What you need to do ▸
1. In the liel reliability notes, rewrite the passage from "3.2 Uncommitted changes" up to and including "can be committed.", substituting "write-ahead log" for "WAL".
2. Condense the paragraph of the liel reliability notes that begins "If a writer process crashes and leaves .lock/ behind" into a short bulleted list that keeps its main facts.

Passage for review ▸
•••

If a writer process crashes and leaves .lock/ behind, the next open() checks
the PID stored in owner.json. If the owner is clearly dead, liel reclaims the
stale lock with rename -> delete -> recreate. If the owner is alive or cannot
be checked safely, open() fails with AlreadyOpenError.
3.2 Uncommitted changes may be lost¶
If the process exits before commit(), those changes are outside the durability
contract. Reopening the file returns to the last committed state.
Use rollback() when you want to discard in-session changes explicitly.
3.3 Network and sync filesystems are outside the comfort zone¶
liel relies on the local filesystem preserving ordinary write and fsync
ordering. Cloud sync folders, network filesystems, virtual filesystems, and
aggressive antivirus or backup tools can change the real failure behavior.
For durable application state, prefer a normal local disk. Copy the .liel file
for backup only after the writer has closed or after coordinating explicitly
with the writer process.
3.4 WAL capacity is finite¶
The current WAL reservation is fixed at 4 MiB. A single transaction that would exceed that reservation returns a transaction error before it can be committed.
Split very large imports into batches. This is intentional: it keeps recovery small and predictable.
4. Failure modes table¶
| Failure | Expected behavior |
|---|---|
Process exits before commit() |
Uncommitted changes are lost; reopen returns to the last committed state |
| Process exits before WAL write | Reopen returns to the last committed state |
| Process exits after WAL fsync but before data-page apply | Next open replays the WAL |
| Process exits while applying data pages | Next open replays the remaining WAL |
| WAL entry is truncated or fails CRC | Recovery accepts complete entries only; invalid tail is not applied |
| Header checksum mismatch | CorruptedFileError |
| Unsupported format version | Explicit compatibility error or CorruptedFileError |
| Same file opened twice in one process | AlreadyOpenError |
| Same file opened by two writer processes | Lock directory rejects the second writer with AlreadyOpenError |
.lock/ remains after writer crash |
Next open() reclaims it if the owner PID is dead |
| Transaction exceeds WAL reservation | Transaction error; retry with smaller batches |
5. Operational recommendations¶
- Keep one writer process per
.lielfile. - Group bulk inserts inside
with db.transaction():or explicit batch commits. - Avoid very frequent tiny commits.
- Do not write directly to
.lielfiles inside cloud sync folders. - Copy a
.lielfile for backup only after the writer has closed, or after coordinating with the writer process. - For MCP integration, route writes through one MCP server or owner process rather than letting multiple clients open the file directly.
6. Compatibility policy¶
6.1 API compatibility¶
liel is published as Development Status :: 4 - Beta during the current
0.x series. The Beta compatibility surface is Python-first:
liel.openGraphDBlifecycle, CRUD, traversal, transaction, QueryBuilder, merge, maintenance, and metadata methods documented in the Python guideNode,Edge,NodeQuery,EdgeQuery,Transaction, andMergeReport- the main exception classes under
GraphDBError
Breaking changes may still happen before 1.0, but changes to this surface
should be recorded in the changelog with migration notes.

•••

Exercise data ▸

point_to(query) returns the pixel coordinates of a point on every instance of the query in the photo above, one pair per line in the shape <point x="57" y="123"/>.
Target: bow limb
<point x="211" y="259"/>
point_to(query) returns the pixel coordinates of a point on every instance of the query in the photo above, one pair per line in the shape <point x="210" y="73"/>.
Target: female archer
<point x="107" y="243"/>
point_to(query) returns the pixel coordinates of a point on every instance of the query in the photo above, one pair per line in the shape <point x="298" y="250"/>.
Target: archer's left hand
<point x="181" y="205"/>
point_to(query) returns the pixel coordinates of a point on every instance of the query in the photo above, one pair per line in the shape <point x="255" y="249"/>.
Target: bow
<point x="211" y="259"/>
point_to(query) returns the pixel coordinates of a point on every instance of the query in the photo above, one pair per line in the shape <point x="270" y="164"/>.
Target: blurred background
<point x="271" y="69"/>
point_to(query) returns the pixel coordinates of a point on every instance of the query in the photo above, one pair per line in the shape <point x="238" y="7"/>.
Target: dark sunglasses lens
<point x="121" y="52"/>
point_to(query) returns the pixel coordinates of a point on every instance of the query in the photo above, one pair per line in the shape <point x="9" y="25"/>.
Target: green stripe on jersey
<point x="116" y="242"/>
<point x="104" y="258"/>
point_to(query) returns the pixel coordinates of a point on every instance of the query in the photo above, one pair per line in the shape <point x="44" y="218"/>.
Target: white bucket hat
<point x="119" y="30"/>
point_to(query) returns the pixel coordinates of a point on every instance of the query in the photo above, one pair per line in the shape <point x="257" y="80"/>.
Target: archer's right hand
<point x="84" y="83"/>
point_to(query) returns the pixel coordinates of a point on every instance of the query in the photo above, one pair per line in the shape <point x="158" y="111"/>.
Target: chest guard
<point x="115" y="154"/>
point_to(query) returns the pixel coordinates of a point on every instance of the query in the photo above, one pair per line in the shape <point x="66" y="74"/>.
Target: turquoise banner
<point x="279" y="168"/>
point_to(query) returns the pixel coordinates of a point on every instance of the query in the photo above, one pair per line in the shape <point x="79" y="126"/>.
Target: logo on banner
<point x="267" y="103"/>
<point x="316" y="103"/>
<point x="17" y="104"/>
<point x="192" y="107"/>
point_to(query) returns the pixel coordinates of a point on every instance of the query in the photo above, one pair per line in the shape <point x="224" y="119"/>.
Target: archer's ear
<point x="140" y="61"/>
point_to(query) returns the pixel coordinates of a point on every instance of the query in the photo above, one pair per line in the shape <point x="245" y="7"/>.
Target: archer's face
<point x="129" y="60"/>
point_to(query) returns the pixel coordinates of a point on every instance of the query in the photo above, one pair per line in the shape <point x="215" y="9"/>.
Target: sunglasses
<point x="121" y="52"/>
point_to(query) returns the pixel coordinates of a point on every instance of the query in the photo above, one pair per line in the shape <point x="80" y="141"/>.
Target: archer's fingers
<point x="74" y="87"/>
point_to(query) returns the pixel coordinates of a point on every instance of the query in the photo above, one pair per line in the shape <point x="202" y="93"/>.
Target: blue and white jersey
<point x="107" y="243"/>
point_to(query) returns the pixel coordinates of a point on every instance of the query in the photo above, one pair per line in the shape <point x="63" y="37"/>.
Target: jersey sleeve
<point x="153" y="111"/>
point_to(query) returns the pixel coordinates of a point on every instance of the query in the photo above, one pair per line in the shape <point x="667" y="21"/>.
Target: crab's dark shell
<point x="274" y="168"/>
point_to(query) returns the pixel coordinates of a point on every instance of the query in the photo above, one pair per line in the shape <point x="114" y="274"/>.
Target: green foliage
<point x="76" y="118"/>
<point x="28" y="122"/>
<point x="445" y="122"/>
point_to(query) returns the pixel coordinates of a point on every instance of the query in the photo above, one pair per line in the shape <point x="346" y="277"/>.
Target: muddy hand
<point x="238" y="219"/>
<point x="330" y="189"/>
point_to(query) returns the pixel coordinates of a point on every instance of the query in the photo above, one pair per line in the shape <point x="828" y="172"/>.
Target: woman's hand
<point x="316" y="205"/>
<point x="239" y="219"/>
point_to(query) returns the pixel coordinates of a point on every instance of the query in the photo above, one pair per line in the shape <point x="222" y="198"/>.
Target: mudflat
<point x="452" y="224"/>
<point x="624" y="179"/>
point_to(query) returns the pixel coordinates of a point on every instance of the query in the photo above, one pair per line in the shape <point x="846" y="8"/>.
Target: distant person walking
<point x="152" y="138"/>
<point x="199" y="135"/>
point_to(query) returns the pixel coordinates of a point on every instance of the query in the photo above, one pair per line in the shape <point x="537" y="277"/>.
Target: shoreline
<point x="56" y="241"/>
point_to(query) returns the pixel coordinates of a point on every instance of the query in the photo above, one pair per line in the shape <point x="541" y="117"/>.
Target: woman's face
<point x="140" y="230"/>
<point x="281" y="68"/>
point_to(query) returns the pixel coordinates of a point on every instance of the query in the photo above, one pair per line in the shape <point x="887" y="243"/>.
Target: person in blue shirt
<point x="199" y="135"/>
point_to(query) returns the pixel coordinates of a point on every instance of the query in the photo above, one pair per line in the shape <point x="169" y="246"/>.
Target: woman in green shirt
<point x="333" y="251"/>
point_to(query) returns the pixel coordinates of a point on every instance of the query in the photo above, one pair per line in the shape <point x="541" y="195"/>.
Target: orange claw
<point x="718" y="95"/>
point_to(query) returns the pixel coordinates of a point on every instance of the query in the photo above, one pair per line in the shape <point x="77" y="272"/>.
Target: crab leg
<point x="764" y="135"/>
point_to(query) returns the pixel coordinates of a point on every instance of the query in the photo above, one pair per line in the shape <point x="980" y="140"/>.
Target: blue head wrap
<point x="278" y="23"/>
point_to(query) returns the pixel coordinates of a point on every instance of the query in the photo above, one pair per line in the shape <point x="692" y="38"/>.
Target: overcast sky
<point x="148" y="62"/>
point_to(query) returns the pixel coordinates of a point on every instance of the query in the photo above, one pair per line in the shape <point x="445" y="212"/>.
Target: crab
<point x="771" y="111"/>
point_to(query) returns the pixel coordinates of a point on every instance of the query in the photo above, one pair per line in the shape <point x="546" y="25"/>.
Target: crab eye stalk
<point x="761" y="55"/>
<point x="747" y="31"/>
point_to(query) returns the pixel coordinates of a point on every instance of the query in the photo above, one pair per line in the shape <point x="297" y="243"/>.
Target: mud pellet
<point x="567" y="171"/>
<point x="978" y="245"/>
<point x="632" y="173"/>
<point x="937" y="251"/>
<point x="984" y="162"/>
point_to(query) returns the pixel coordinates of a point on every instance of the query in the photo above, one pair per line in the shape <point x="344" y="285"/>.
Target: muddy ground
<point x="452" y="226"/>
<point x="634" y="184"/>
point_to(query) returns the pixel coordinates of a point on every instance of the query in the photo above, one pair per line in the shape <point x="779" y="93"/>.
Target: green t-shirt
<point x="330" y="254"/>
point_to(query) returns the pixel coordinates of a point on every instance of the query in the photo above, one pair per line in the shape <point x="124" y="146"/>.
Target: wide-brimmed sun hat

•••

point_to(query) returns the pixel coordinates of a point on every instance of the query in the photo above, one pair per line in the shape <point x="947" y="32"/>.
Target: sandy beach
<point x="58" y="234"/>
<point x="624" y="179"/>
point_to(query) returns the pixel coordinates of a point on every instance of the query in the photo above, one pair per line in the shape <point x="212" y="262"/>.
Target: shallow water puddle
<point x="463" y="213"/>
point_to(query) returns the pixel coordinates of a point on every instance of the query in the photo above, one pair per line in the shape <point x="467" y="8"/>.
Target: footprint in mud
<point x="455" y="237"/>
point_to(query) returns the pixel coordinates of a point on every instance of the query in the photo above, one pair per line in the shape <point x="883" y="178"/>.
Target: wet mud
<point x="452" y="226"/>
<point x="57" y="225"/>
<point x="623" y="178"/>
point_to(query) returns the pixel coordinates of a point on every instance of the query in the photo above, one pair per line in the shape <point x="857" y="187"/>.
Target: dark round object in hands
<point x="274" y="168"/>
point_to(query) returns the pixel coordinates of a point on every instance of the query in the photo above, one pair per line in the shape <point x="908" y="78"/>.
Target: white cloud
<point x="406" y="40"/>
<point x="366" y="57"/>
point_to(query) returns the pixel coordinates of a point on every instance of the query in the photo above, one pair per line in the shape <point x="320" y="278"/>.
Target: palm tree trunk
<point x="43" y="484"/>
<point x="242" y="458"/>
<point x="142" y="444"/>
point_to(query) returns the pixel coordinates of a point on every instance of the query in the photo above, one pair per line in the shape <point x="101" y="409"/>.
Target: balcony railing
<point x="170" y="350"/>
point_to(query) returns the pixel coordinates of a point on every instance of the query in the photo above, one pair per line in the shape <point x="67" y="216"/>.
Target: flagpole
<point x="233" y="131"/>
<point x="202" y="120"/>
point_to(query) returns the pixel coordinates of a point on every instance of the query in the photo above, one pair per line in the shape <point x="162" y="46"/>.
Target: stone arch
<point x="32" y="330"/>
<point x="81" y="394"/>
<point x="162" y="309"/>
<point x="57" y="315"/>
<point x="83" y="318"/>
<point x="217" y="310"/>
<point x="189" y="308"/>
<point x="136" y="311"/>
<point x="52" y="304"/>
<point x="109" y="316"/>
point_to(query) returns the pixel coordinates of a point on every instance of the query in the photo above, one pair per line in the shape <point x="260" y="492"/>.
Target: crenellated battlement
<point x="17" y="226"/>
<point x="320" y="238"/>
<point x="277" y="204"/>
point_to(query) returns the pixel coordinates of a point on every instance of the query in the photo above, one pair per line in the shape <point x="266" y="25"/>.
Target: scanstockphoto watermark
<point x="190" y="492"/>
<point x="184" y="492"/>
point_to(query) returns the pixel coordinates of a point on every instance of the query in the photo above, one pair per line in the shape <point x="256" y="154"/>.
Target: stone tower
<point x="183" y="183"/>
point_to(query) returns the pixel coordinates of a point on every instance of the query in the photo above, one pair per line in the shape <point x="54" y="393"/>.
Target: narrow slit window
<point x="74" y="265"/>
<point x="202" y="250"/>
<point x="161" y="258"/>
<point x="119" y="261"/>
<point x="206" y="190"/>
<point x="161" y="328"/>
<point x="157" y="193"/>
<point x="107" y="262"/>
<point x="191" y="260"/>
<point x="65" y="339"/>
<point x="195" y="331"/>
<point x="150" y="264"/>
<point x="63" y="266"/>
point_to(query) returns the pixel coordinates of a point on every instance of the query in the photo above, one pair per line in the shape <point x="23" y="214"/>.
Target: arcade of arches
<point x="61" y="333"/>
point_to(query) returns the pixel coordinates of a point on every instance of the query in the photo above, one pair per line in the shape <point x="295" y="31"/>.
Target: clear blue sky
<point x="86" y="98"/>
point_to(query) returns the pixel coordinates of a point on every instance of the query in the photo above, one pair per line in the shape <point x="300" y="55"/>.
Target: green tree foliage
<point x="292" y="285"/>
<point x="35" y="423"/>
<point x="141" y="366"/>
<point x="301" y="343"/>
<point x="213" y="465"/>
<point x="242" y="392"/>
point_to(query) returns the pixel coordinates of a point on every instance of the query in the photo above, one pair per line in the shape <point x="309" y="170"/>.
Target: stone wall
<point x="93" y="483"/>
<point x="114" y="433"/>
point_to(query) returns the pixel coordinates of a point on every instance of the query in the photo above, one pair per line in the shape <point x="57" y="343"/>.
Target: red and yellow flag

•••

List of solutions ▸
1.
3.2 Uncommitted changes may be lost¶
If the process exits before commit(), those changes are outside the durability
contract. Reopening the file returns to the last committed state.
Use rollback() when you want to discard in-session changes explicitly.
3.3 Network and sync filesystems are outside the comfort zone¶
liel relies on the local filesystem preserving ordinary write and fsync
ordering. Cloud sync folders, network filesystems, virtual filesystems, and
aggressive antivirus or backup tools can change the real failure behavior.
For durable application state, prefer a normal local disk. Copy the .liel file
for backup only after the writer has closed or after coordinating explicitly
with the writer process.
3.4 write-ahead log capacity is finite¶
The current write-ahead log reservation is fixed at 4 MiB. A single transaction that would exceed that reservation returns a transaction error before it can be committed.

2.
When a crashed writer process leaves .lock/ behind:
- The next open() checks the PID stored in owner.json.
- If the owner is clearly dead, liel reclaims the stale lock by rename, delete, then recreate.
- If the owner is alive or cannot be checked safely, open() fails with AlreadyOpenError.